:: Work to complete ::
Transcribe each line of the records below without changing any character.

:: Collected data ::
▬▬▬▬▬▬

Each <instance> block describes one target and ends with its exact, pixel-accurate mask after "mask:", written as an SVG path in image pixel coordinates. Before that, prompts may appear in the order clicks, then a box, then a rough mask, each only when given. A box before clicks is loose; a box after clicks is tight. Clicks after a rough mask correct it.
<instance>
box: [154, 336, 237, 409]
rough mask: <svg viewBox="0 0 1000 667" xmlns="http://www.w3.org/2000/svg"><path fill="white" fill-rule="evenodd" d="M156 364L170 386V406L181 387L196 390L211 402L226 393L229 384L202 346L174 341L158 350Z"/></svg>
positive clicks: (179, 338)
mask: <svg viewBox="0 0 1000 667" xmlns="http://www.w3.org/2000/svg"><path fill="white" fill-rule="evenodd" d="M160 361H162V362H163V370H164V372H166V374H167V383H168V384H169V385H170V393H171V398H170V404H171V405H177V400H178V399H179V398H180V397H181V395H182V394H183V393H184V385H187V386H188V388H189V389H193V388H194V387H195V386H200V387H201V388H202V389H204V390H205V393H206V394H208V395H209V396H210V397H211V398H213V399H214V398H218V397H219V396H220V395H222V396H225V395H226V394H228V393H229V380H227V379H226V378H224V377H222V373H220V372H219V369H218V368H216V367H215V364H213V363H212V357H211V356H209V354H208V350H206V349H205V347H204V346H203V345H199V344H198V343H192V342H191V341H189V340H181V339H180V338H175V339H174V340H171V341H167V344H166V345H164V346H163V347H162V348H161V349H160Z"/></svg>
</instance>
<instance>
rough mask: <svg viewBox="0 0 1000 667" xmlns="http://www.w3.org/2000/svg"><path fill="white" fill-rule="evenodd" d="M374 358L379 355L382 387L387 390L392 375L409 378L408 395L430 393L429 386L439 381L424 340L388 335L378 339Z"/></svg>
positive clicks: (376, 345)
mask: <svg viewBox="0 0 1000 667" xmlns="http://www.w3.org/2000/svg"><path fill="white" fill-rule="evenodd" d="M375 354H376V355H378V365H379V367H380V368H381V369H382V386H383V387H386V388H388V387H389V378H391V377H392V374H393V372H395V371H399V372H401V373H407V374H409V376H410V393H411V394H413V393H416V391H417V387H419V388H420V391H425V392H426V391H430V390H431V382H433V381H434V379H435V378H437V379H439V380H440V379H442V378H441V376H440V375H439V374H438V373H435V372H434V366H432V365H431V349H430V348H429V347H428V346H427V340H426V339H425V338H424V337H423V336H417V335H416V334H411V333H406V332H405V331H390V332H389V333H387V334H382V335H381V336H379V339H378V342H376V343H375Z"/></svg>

▬▬▬▬▬▬

:: Exercise solution ::
Each <instance> block describes one target and ends with its exact, pixel-accurate mask after "mask:", written as an SVG path in image pixel coordinates. Before that, prompts may appear in the order clicks, then a box, then a rough mask, each only when given. A box before clicks is loose; a box after clicks is tight. Clicks after a rough mask correct it.
<instance>
box: [154, 336, 237, 409]
rough mask: <svg viewBox="0 0 1000 667" xmlns="http://www.w3.org/2000/svg"><path fill="white" fill-rule="evenodd" d="M156 364L170 386V406L181 387L196 390L211 402L226 393L229 384L202 346L174 341L158 350Z"/></svg>
positive clicks: (179, 338)
mask: <svg viewBox="0 0 1000 667" xmlns="http://www.w3.org/2000/svg"><path fill="white" fill-rule="evenodd" d="M160 361H162V362H163V370H164V372H166V374H167V383H168V384H169V385H170V393H171V398H170V404H171V405H177V400H178V399H179V398H180V397H181V395H182V394H183V393H184V385H187V386H188V388H189V389H193V388H194V387H195V386H200V387H201V388H202V389H204V390H205V393H206V394H208V395H209V396H210V397H211V398H213V399H214V398H218V397H219V396H220V395H222V396H225V395H226V394H228V393H229V380H227V379H226V378H224V377H222V373H220V372H219V369H218V368H216V367H215V364H213V363H212V357H211V356H209V354H208V350H206V349H205V347H204V346H203V345H199V344H198V343H192V342H191V341H189V340H181V339H180V338H175V339H174V340H171V341H167V344H166V345H164V346H163V347H162V348H161V349H160Z"/></svg>
</instance>
<instance>
rough mask: <svg viewBox="0 0 1000 667" xmlns="http://www.w3.org/2000/svg"><path fill="white" fill-rule="evenodd" d="M374 358L379 355L382 387L387 390L392 375L409 378L408 395L430 393L429 386L439 381L424 340L388 335L378 339Z"/></svg>
positive clicks: (376, 345)
mask: <svg viewBox="0 0 1000 667" xmlns="http://www.w3.org/2000/svg"><path fill="white" fill-rule="evenodd" d="M375 354H376V355H378V365H379V367H380V368H381V369H382V386H383V387H386V388H388V387H389V378H391V377H392V374H393V372H395V371H399V372H401V373H407V374H409V376H410V393H411V394H413V393H416V391H417V387H419V388H420V391H425V392H426V391H430V390H431V382H433V381H434V379H435V378H437V379H439V380H440V379H442V378H441V376H440V375H439V374H438V373H435V372H434V366H432V365H431V349H430V348H429V347H428V346H427V340H426V339H425V338H424V337H423V336H417V335H416V334H411V333H406V332H405V331H390V332H389V333H387V334H382V335H381V336H379V339H378V342H376V343H375Z"/></svg>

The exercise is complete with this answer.